╭─ The records

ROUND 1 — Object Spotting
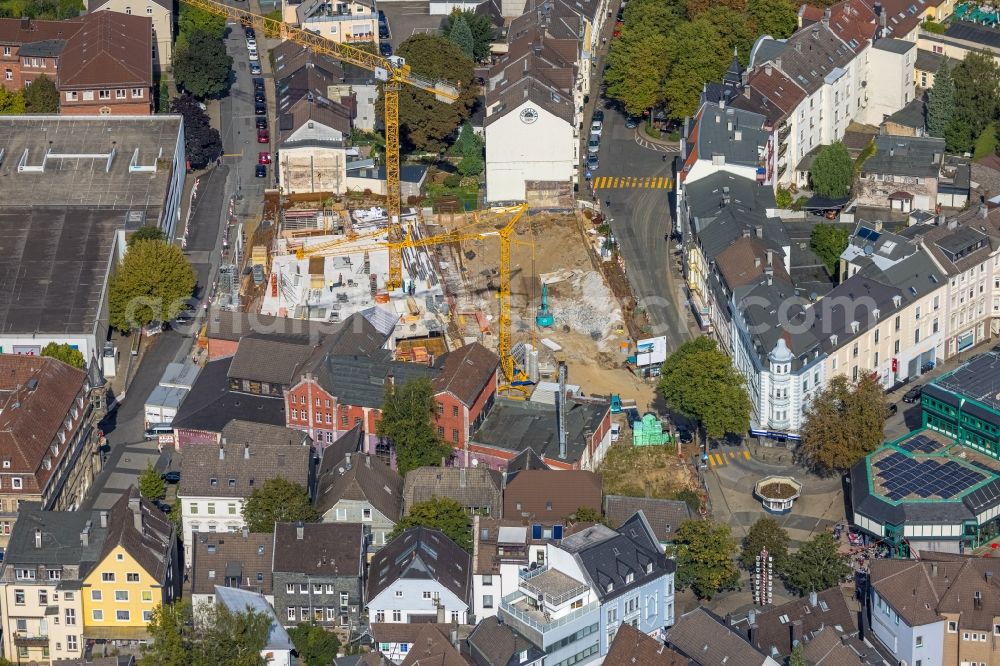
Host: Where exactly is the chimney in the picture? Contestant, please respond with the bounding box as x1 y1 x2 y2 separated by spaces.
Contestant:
556 363 566 460
788 620 802 647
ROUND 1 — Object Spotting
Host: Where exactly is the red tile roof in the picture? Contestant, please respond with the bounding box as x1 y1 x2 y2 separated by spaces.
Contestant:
58 11 153 89
0 354 87 494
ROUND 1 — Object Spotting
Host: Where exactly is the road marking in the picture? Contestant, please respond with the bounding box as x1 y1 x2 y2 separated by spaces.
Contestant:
594 176 673 190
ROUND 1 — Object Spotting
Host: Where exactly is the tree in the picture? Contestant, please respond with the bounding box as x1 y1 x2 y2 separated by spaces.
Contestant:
788 641 809 666
174 30 233 99
927 60 955 138
378 34 479 152
139 461 167 500
784 532 851 595
443 9 496 62
108 240 197 332
800 372 886 473
812 141 854 199
663 17 732 118
375 377 451 474
42 342 87 370
573 506 607 525
945 51 1000 139
24 74 59 113
740 516 788 571
809 222 851 275
170 93 222 169
243 476 320 532
389 495 472 551
747 0 799 39
448 14 476 60
658 337 751 438
126 224 167 247
0 87 25 116
674 520 740 599
288 622 340 666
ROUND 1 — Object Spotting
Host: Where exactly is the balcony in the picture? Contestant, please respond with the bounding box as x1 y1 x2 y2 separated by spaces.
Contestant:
500 592 601 650
14 631 49 647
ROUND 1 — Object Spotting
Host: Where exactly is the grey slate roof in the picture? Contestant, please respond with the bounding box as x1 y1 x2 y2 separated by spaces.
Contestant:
862 135 944 178
472 398 611 463
171 357 285 432
188 532 274 595
666 606 767 666
559 512 677 603
365 527 472 603
177 442 312 497
4 502 108 578
604 495 696 542
274 523 365 578
403 467 503 516
313 440 403 522
467 616 544 666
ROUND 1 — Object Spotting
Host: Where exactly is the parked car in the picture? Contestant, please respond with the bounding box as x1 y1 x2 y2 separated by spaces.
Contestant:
587 134 601 153
903 386 924 402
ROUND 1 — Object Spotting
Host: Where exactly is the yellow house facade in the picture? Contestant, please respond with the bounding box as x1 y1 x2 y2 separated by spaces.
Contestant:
81 488 180 644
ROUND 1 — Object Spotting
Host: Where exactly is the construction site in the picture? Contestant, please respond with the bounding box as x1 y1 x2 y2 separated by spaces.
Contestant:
222 187 653 405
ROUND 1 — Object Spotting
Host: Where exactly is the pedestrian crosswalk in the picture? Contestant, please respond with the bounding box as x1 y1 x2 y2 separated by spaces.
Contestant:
594 176 673 190
707 449 750 467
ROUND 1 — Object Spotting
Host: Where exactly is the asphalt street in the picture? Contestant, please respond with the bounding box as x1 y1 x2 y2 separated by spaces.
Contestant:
81 35 246 510
591 109 691 350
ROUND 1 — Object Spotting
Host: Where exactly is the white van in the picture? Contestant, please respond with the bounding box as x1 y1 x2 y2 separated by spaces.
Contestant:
146 423 174 439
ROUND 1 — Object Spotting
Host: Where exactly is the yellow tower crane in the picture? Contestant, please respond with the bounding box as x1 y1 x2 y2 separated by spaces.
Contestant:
181 0 459 289
298 204 530 393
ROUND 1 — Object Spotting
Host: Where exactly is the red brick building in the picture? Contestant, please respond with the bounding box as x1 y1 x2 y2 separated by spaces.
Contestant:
0 12 154 115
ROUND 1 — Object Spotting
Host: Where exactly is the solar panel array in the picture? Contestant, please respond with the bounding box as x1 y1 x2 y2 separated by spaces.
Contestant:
872 451 987 501
899 435 947 453
857 227 882 243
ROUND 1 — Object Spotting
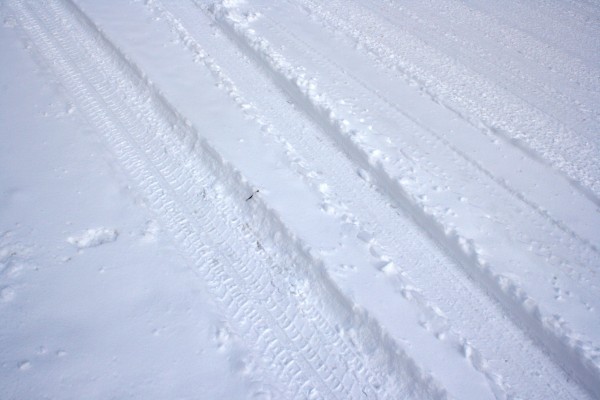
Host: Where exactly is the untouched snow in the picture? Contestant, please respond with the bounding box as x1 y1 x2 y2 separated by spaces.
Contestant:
0 0 600 400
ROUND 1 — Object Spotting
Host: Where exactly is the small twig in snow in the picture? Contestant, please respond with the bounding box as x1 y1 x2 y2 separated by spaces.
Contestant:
246 189 259 201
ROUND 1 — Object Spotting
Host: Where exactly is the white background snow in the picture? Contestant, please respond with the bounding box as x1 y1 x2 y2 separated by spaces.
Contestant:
0 0 600 399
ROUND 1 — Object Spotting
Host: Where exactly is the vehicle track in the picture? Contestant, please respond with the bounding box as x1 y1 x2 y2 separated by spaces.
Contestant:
204 2 597 391
359 0 600 142
3 2 450 398
125 2 596 398
293 0 600 200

╰─

> **The task**
The material above must be printed exactly, with its pictures left out.

> **Written solution**
ROUND 1 — Object Spotting
Host: Where exactly is the chimney in the picture? Contestant, please respond with the bounding box as x1 y1 x2 y2 separated by spaces.
Contestant:
556 363 566 460
788 620 802 647
ROUND 1 — Object Spotting
Host: Where exactly is the red tile roof in the picture? Contestant, please respond with the bounding box as x1 y1 x2 y2 separated by spaces.
Contestant:
58 11 153 89
0 354 87 494
ROUND 1 — Object Spotting
Host: Where exactly is the road marking in the picture? Contestant, please respond with the bounding box as x1 y1 x2 y2 separated by spaces.
Contestant:
594 176 673 190
ROUND 1 — Object Spotting
Host: Where exactly is the tree in the picture? Contestant, please respond with the bounding box as x1 y1 x2 y2 separated by spaces.
Contestant:
788 641 809 666
174 30 233 99
927 60 955 138
378 34 479 152
139 461 167 500
784 532 851 595
443 9 496 62
108 240 197 332
800 372 886 473
812 141 854 199
663 17 732 118
375 377 451 474
42 342 87 370
573 506 607 525
945 51 1000 139
24 74 59 113
740 516 788 571
809 222 851 275
170 93 222 169
243 476 320 532
389 495 472 551
747 0 799 39
448 14 476 60
658 337 751 438
126 224 167 247
0 87 25 116
674 520 740 599
288 622 340 666
ROUND 1 — Object Spotting
Host: Where exactly is the balcony in the picture? Contestant, please respond with the bounding box as x1 y1 x2 y2 separated by spaces.
Contestant:
500 592 601 650
14 631 49 647
ROUND 1 — Object Spotting
Host: Where exactly is the grey slate roof in the picture? Contestant, please respond with the bounding box as x1 y1 x2 y2 separated by spaces.
Contestant:
862 135 944 178
472 398 611 463
171 357 285 432
188 532 274 595
666 606 767 666
559 512 677 603
365 527 472 603
177 442 312 497
4 502 108 578
604 495 696 542
274 523 365 578
403 467 503 516
313 440 403 522
467 616 544 666
ROUND 1 — Object Spotting
Host: Where exactly is the parked car in the picture? Contestant, please respond with the bounding box as x1 y1 x2 y2 separated by spaces.
Contestant:
587 134 601 153
903 386 924 402
ROUND 1 — Object Spotting
Host: Where exactly is the yellow house facade in the picture? Contestant, please respond with the bounding box as x1 y1 x2 y2 separated by spaces.
Contestant:
81 488 180 644
ROUND 1 — Object Spotting
Host: Where exactly is the construction site in the picture? Contestant, please respond with the bounding box as x1 y1 x2 y2 separated by spaces.
Contestant:
222 187 653 405
ROUND 1 — Object Spotting
Host: Where exactly is the pedestrian crosswalk in the picture? Contestant, please respond with the bounding box as x1 y1 x2 y2 separated by spaces.
Contestant:
594 176 673 190
707 449 750 467
ROUND 1 — Object Spotting
Host: Where exactly is the asphalt street in the picture? Contestant, please respond with the bounding box as x1 y1 x2 y2 separated by spaces.
Contestant:
81 35 246 510
591 109 691 350
ROUND 1 — Object Spotting
Host: Where exactly is the white van in the picture? Contestant, please respond with the bounding box as x1 y1 x2 y2 separated by spaces.
Contestant:
146 423 174 439
ROUND 1 — Object Spotting
Host: Where exactly is the yellow tower crane in the picture? Contestant, please respond with the bounding box as x1 y1 x2 y2 separated by spaces.
Contestant:
181 0 459 289
298 204 530 393
ROUND 1 — Object Spotting
Host: Where exactly is the red brick building in the picture? Contestant, please respond with the bounding box as x1 y1 x2 y2 separated by spaces.
Contestant:
0 12 154 115
ROUND 1 — Object Spotting
Host: Where exactly is the solar panel array in the picture? Contestant, please respond with the bounding box as x1 y1 x2 y2 separated by spaces.
Contestant:
872 451 987 501
899 435 947 453
857 227 882 243
ROUND 1 — Object Spotting
Host: Where exactly is the untouched snow in the picture? Contestant, please respond with the bounding box as x1 y1 x2 y2 separated by spaces.
Contestant:
0 0 600 400
ROUND 1 — Object Spotting
Host: Where exactly is the small twig in snow in the picture? Contestant, please respond with the bounding box as x1 y1 x2 y2 separated by spaces.
Contestant:
246 189 259 201
ROUND 1 — Object Spotting
Host: Where exactly is the white background snow in the picture? Contestant, please respond with the bounding box as x1 y1 x2 y2 separated by spaces.
Contestant:
0 0 600 399
ROUND 1 — Object Spotting
Host: Where exactly is the vehicle track in the picture? Contestant, please respond with the bounding box as x1 y1 x2 y2 separated by spaces.
Contestant:
204 2 597 391
359 0 600 142
3 2 450 398
125 2 596 398
293 0 600 200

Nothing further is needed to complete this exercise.